How to make money on the visionOS App Store

It may not be the gold rush that the original App Store was, but now is the time for experimentation and innovation.

How to make money on the visionOS App Store
Charlie Chapman

Charlie Chapman

Published

Last week I spoke at the first visionOS conference in Beijing, Let’s visionOS. When I was first contacted about it I thought it would be fun to explore what the best monetization methods are for visionOS apps right now. 

After digging into the data, what I learned is… it’s going to be really hard! 

When Apple first announced the Apple Vision Pro along with the visionOS App Store, there were a lot of people comparing it to Apple’s other major hardware platform launches like the iPhone or iPad. These devices were extraordinarily successful and developers who built software businesses for them were richly rewarded.

There were a few reasons why the App Store was such a success, such as ease of use because Apple already had customer credit card information, and a wealthier, tech-forward customer base (initially). But the biggest reason was the sheer quantity of users who bought iPhones. So I dug into the numbers to compare the Vision Pro launch to Apple’s other platforms to try to understand what the size of the opportunity for visionOS developers is right now.

Unit sales of Apple’s other new platforms

One important note before we get into the numbers. This comparison aims to gauge the market size for visionOS developers. I’m not making any assertions about the success or failure of the Vision Pro as a product for Apple. Just comparing raw sales numbers is not an appropriate way to determine the product’s success. But it is a good way to measure what your total addressable market is if you build a visionOS app.

Vision Pro

Apple hasn’t actually released numbers for the Vision Pro sales so we’ll have to work off of rumors. This isn’t ideal, but I think the general ballpark numbers will be close enough to illustrate my points. But definitely take these with a grain of salt.

### DIRECTIVES
(1) In the article on visionOS monetization, give the part from "There were a few" up to and including "is right now." again, swapping "credit card" for "payment".
(2) List every Apple hardware device named in the article on visionOS monetization.

### GIVEN INFORMATION
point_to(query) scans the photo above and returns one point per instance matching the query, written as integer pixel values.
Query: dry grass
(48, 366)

### ANSWERS PER TASK
(1)
There were a few reasons why the App Store was such a success, such as ease of use because Apple already had customer payment information, and a wealthier, tech-forward customer base (initially). But the biggest reason was the sheer quantity of users who bought iPhones. So I dug into the numbers to compare the Vision Pro launch to Apple’s other platforms to try to understand what the size of the opportunity for visionOS developers is right now.

(2) Apple Vision Pro, iPhone, iPad